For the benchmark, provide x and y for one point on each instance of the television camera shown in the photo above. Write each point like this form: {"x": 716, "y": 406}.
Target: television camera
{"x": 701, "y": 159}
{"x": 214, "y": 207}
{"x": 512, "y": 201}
______________________________
### [Çalışma Talimatları]
Öğelerdeki satırları, "television camera" ifadesinin geçtiği her yere "TV camera" koyarak yeniden yazın. Bunun dışında hiçbir şeyi değiştirmeyin.

### [Sorunun Çözümü]
For the benchmark, provide x and y for one point on each instance of the TV camera shown in the photo above. Write each point like this form: {"x": 716, "y": 406}.
Target: TV camera
{"x": 701, "y": 159}
{"x": 214, "y": 207}
{"x": 512, "y": 201}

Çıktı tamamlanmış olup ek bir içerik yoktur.